La recensione su La stanza del figlio

di cheftony
7 stelle

Giovanni, è inutile! Tanto non si può tornare indietro...”

Invece è proprio quello che io voglio fare: tornare indietro.”

Ah, tanto ci sei solo tu. Degli altri non ti importa niente. Non c'entra Andrea, non gli vuoi bene! Non hai nemmeno scritto a quella ragazza! Solo le tue ossessioni contano...”

 

Nemmeno una convocazione da parte del preside scolastico sembra scalfire più di tanto la serenità della famiglia Sermonti: Giovanni (Nanni Moretti) vi si reca pieno di dubbi sull'accaduto che ha portato alla sospensione del figlio Andrea (Giuseppe Sanfelice), probabile colpevole, insieme ad un compagno, di aver sottratto un fossile dal laboratorio di scienze.

Convinto dell'innocenza di Andrea, forte della sicurezza di aver sempre gestito impeccabilmente ogni aspetto della vita sua e dei suoi cari, Giovanni, di professione psicanalista, supera l'incombenza senza problemi; la moglie Paola (Laura Morante) ha una piccola casa editrice e i due hanno anche un'altra figlia adolescente, Irene (Jasmine Trinca), anch'essa dunque nel pieno di una fase delicata.

Di punto in bianco, nella giornata di un'assolata domenica, la mazzata: Andrea muore in un incidente subacqueo. All'immediata reazione di ingestibile dolore deve necessariamente seguire un periodo ancor più difficile: quello dell'elaborazione della terribile perdita, faccenda estremamente personale, ma che i coniugi e la figlia Irene devono affrontare il più unitamente possibile.

DATI FORNITI -

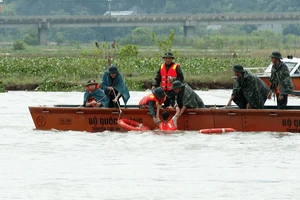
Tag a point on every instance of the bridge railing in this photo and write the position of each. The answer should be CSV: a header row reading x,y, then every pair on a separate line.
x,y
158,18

ATTIVITÀ DA SVOLGERE -
• 1. Stabilisca se ciascuna affermazione concorda con la recensione, rispondendo sì o no e citando le parole decisive: (a) Giovanni fa lo psicanalista; (b) Paola dirige un'agenzia di viaggi; (c) Andrea muore in un incidente stradale.
• 2. Secondo la recensione, che cosa avrebbe sottratto Andrea dal laboratorio di scienze?
L'elenco proviene da una fonte diversa rispetto alla recensione.

RISPOSTE SCRITTE -
• 1.
(a) Sì: "Giovanni, di professione psicanalista".
(b) No: "la moglie Paola (Laura Morante) ha una piccola casa editrice".
(c) No: "Andrea muore in un incidente subacqueo".

• 2. Un fossile.